Compiti da svolgere —
#1 Secondo il testo sulle proteste degli ambientalisti, quale monumento imbrattato il 9 marzo non si riesce ancora a ripulire?
#2 Riprendi il testo sulle proteste degli ambientalisti e portalo avanti partendo dopo la sua ultima frase.

Testo citato —
***

Hanno un obiettivo primario: mettere definitivamente in prima luce l’emergenza climatica ed ecologica e promuovere il dialogo per preservare l’ambiente e il pianeta, chiedendo ai Governi e a tutti noi di imparare ad essere in concreto responsabili per la nostra Terra.

Perché non c’è più tempo. Utilizzano perciò strumenti ad alta visibilità: imbrattano opere d’arte, incollano le mani ai vetri protettivi di quadri, si legano ai piedi di sculture, bloccano strade. Parliamo di “attacchi” ad opere immortali di inestimabile valore, quadri e sculture dei più celebri e acclamati artisti, opere pubbliche simboliche per le loro città e Paesi. Hanno manifestato a Londra, a Vienna, a Potsdam, a Firenze, a Madrid su quadri di Van Gogh, Klimt, Monet, Botticelli, Goya. A Roma, hanno imbrattato Palazzo del Senato e “annerito” le acque della Fontana della Barcaccia.

Quali sono gli effetti di questa strategia ?

Gli ambientalisti di questi movimenti non hanno come obiettivo dichiarato il danneggiamento del patrimonio artistico. Non sono guidati dalla violenza. Sembrano muoversi con una certa preparazione, consapevoli di non aver intaccato realmente i quadri, protetti da vetri speciali, utilizzando prodotti lavabili.

Tuttavia, è vero che non è stato danneggiato alcun dipinto. Altrettanto non si può dire del monumento a Vittorio Emanuele II di Piazza Duomo a Milano imbrattato il 9 marzo scorso, che al momento non si riesce a ripulire nonostante l’enorme quantità d’acqua utilizzata. Inoltre, l’intervento tempestivo è stato sufficiente per Palazzo Vecchio a Firenze il 17 marzo. Ma il dispendio di una risorsa fondamentale come l’acqua, che non è sprecabile, trova una spiegazione? Più in generale, i metodi utilizzati stanno davvero aiutando gli ambientalisti nel raggiungimento dei loro obiettivi? In vero, si manifestano incomprensione e indignazione pubblica per lo sfregio arrecato al patrimonio culturale di tutti noi. Le istanze di tutela dell’ambiente sono universalmente riconosciute. Molti però percepiscono come inutilmente estreme le modalità di protesta attuate.

***

Dati registrati —

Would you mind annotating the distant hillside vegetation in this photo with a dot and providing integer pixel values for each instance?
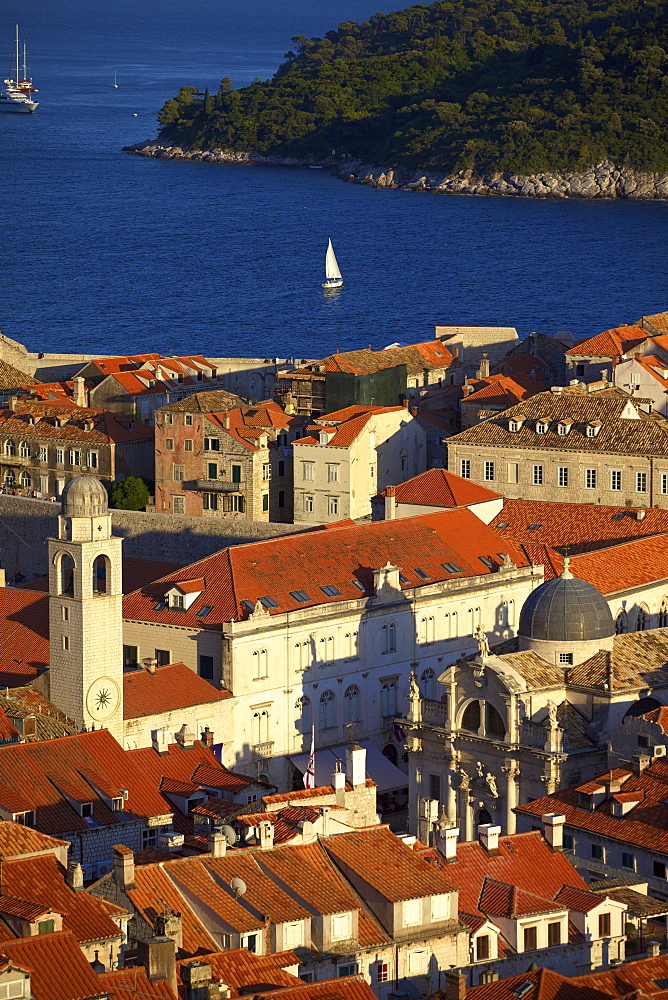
(509, 85)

***

Risposte finali —
#1 Il monumento a Vittorio Emanuele II in Piazza Duomo a Milano.

#2
Una considerazione pare importante. Carmen Leccardi, professore ordinario di Sociologia della Cultura presso l’università di Milano-Bicocca, fa notare che il tema del tempo è fondamentale e simbolico per le proteste portate avanti dagli ambientalisti di cui parliamo:

“Perché i musei e i luoghi dell’arte presi di mira dagli attivisti per il clima racchiudono opere immortali, e dunque senza tempo. La protesta riguarda infatti l’impossibilità di accettare la fine del tempo che la distruzione del pianeta a cui la crisi climatica rinvia porta inevitabilmente con sé.”

Cosa può essere fatto di più o di diverso ?

Ci sono bisogni che nascono con le nuove generazioni. Esse portano una maggiore solidarietà e sostegno e agiscono in modo differente per il cambiamento dello stato delle cose. Con inesauribile volontà i giovani si oppongono al silenzio, all’accettazione che ignora la necessità improcrastinabile di uno sviluppo sostenibile, denunciando lo sfruttamento delle risorse del nostro pianeta, chiedendo consapevolezza e azioni concrete per tutelare e difendere il nostro mondo e, di conseguenza, noi stessi.

Magari potremmo tutti sentirci di nuovo uniti nello scendere nelle piazze e manifestare. Per gridare la verità al mondo, pretendendo un cambiamento immediato.

Bisogna chiederlo ai governi, nel rispetto dell’Accordo di Parigi del 2015 e della campagna intrapresa a livello internazionale per evitare che le temperature medie globali aumentino. Bisogna chiederlo a tutti noi. Con la sensibilizzazione nelle scuole sul clima, l’ambiente e l’ecologia, dall’infanzia alle università. Con un percorso scientificamente e internazionalmente riconosciuto e condiviso. E con la conseguente crescita culturale, sviluppando un’appropriata sensibilità al tema del benessere. Individuale e collettivo, in continuo aggiornamento. Le scuole hanno gli strumenti per poter fornire le basi di metodi emergenti verso lo sviluppo di un dialogo interculturale. La collettività in generale gioverebbe di un avvicinamento e collaborazione con associazioni e organizzazioni mondiali come il WWF, che educa le nuove generazioni realizzando progetti come “Old Planet School”.

Avvicinandosi a federazioni come “Friends of the Earth International“, alle campagne di Greenpeace, potremmo percepire la sicurezza del lavorare per trovare una soluzione. Qui, ora, adesso. Insieme. Basiamo le nostre fondamenta sulle affermazioni scientifiche e agiamo con proteste non violente, e incitiamo al cambiamento personale e delle abitudini, che deve avvenire come cittadini oltre che come istituzioni. Esistono anche movimenti che forse suscitano meno scalpore, ma che sono davvero importanti ed efficaci, come il “Fridays for Future“, attraverso sit-in e lezioni in piazza, che porta avanti novità come il “Fumettivismo” e la petizione “Ritorno al Futuro”.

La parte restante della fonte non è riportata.